Given exercise 1 >> Count the lines of the entries below that contain the string "cardigan". Reply with the number only.

This column is by Janet Stanton, Partner, Adam Smith, Esq.


Why doesn’t $$ change hands when law firms merge or when one takes over another? (We’re not talking about solo or tiny practitioners selling their practices to a successor; that’s like buying the corner newsstand for a future personal income stream; we’re talking about firms with at least a handful of partners.)

This question has been bugging us for a while; we’ve asked some smart people and not yet gotten what feels like a satisfactory answer.

The explanations offered have ranged from “it’s just not done” (which is merely a fact) to something about partners trading their shares in their “old” firm for shares in a new, larger enterprise. But we’ve written about how partners’ “equity” in law firms bears not the remotest resemblance to equity as economists and corporate finance professionals use it.

Given exercise 2 >> Decide whether each statement agrees with the column above, answering yes or no and quoting the deciding words: (a) The column leaves out solo or tiny practitioners who sell their practices to a successor. (b) The writers have received a satisfactory answer from the smart people they asked. (c) The writers say partners' equity in law firms closely resembles equity as economists use the term.

Available records >>
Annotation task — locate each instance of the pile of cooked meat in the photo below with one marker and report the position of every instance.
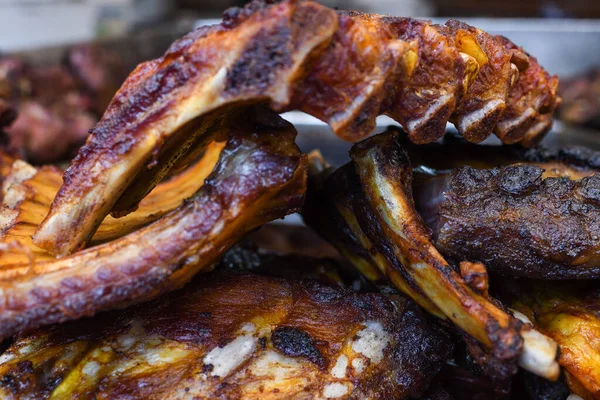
(47, 110)
(454, 270)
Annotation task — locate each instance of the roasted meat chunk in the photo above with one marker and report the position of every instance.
(527, 213)
(366, 210)
(345, 68)
(260, 176)
(519, 224)
(236, 336)
(568, 312)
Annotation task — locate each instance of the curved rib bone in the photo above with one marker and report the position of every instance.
(260, 176)
(344, 68)
(30, 191)
(381, 203)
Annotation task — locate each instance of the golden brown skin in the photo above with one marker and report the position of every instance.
(531, 104)
(367, 211)
(30, 191)
(260, 176)
(344, 68)
(570, 314)
(235, 336)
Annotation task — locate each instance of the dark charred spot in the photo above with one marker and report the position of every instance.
(257, 67)
(590, 188)
(294, 342)
(469, 179)
(519, 179)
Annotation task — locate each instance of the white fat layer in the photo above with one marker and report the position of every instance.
(248, 328)
(359, 365)
(339, 369)
(19, 173)
(536, 129)
(433, 108)
(226, 359)
(539, 354)
(334, 390)
(471, 119)
(91, 369)
(372, 341)
(276, 366)
(520, 316)
(508, 124)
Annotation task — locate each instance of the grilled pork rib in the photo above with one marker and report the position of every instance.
(235, 336)
(29, 192)
(533, 213)
(366, 210)
(260, 176)
(342, 67)
(568, 312)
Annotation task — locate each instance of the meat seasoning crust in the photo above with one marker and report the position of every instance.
(260, 176)
(234, 336)
(345, 68)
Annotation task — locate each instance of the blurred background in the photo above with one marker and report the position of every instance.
(62, 60)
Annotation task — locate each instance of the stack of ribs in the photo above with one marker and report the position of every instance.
(460, 270)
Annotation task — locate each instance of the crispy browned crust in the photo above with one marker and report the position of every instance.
(570, 314)
(373, 197)
(260, 176)
(519, 224)
(301, 340)
(30, 191)
(344, 68)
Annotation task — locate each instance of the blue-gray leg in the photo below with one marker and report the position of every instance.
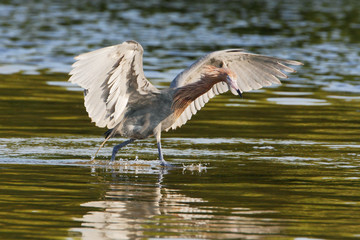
(161, 157)
(117, 147)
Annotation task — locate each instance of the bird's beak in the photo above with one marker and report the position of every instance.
(233, 84)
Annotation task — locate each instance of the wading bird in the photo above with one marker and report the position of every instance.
(119, 97)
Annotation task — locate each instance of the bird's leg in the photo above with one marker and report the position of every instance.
(161, 157)
(117, 147)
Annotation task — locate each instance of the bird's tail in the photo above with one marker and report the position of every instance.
(108, 134)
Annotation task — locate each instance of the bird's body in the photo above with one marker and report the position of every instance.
(119, 97)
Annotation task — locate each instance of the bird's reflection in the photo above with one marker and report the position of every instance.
(143, 206)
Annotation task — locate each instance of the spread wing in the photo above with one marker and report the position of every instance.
(111, 76)
(253, 71)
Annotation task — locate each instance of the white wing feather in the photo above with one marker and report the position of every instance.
(253, 71)
(110, 76)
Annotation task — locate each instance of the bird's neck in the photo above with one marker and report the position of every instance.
(185, 95)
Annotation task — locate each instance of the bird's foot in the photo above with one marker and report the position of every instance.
(163, 163)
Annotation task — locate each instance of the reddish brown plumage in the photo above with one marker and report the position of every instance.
(188, 93)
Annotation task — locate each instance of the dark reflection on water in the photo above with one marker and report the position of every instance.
(281, 163)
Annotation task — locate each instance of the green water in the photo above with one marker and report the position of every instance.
(280, 163)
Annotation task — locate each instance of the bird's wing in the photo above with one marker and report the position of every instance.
(253, 71)
(111, 76)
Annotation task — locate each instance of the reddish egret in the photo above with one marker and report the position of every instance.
(119, 97)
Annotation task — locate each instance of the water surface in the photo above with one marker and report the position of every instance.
(281, 163)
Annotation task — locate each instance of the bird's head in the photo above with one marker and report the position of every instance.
(224, 74)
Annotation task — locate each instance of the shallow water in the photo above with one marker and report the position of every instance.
(281, 163)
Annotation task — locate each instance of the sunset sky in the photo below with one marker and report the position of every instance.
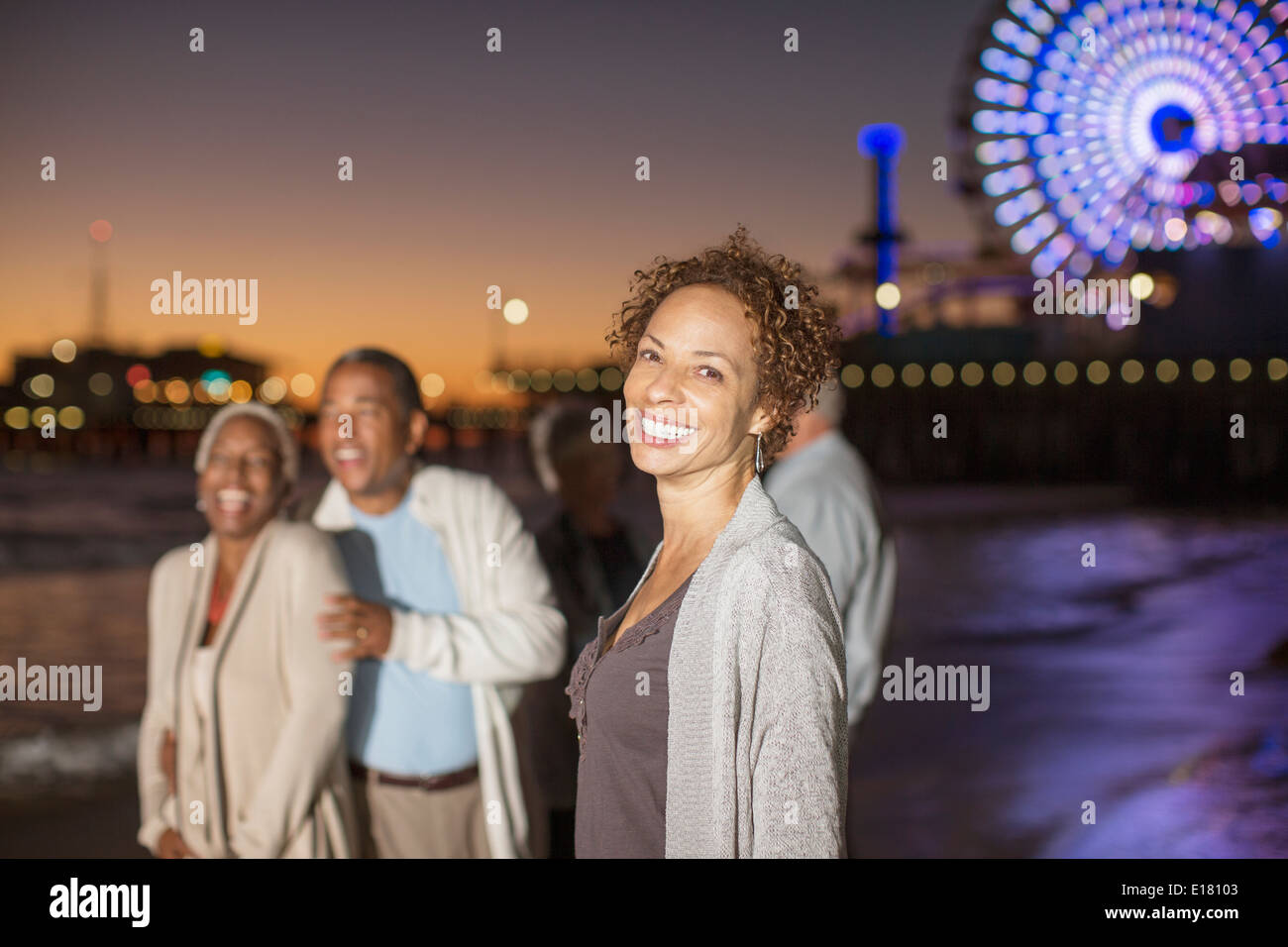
(471, 169)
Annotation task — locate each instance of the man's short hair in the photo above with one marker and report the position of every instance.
(406, 390)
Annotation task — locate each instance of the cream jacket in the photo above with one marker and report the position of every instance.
(265, 772)
(506, 634)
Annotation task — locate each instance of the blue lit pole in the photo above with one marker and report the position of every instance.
(883, 144)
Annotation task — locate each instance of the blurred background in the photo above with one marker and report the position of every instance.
(926, 162)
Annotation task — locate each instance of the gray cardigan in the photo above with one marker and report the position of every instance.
(756, 738)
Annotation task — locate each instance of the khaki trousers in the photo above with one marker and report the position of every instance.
(410, 822)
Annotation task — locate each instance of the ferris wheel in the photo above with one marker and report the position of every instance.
(1094, 131)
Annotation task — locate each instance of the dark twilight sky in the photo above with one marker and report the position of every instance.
(471, 169)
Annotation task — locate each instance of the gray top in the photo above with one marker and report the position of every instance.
(619, 702)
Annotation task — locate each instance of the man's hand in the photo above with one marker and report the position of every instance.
(170, 845)
(364, 626)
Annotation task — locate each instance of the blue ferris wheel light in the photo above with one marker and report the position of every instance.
(1089, 119)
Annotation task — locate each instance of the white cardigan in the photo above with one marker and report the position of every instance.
(506, 634)
(267, 759)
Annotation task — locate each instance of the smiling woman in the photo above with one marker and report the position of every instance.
(711, 706)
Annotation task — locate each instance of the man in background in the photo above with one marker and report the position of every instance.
(823, 486)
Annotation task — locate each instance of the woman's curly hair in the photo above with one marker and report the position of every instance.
(795, 348)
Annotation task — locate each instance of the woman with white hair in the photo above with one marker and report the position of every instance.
(241, 745)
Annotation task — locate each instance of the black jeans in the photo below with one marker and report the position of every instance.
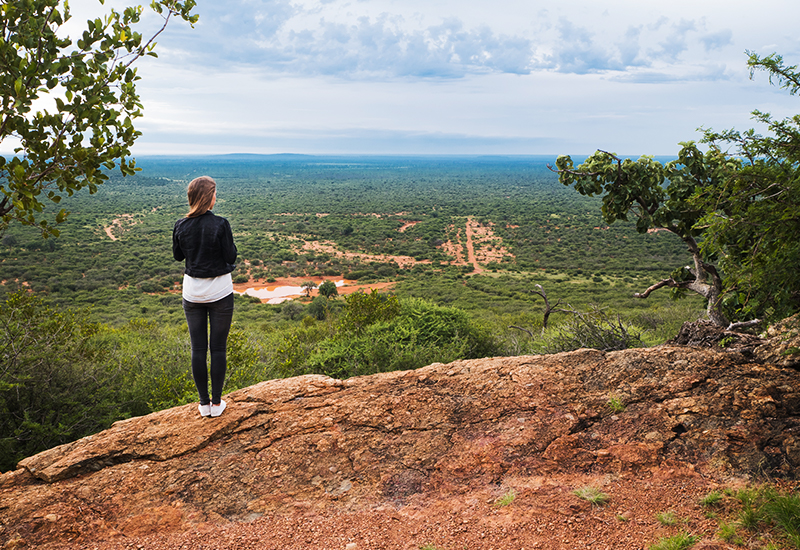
(219, 315)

Correct output 1 >> 2

Correct output 2 >>
(a) Yes: "We’re not talking about solo or tiny practitioners selling their practices to a successor"
(b) No: "not yet gotten what feels like a satisfactory answer"
(c) No: "bears not the remotest resemblance to equity as economists and corporate finance professionals use it"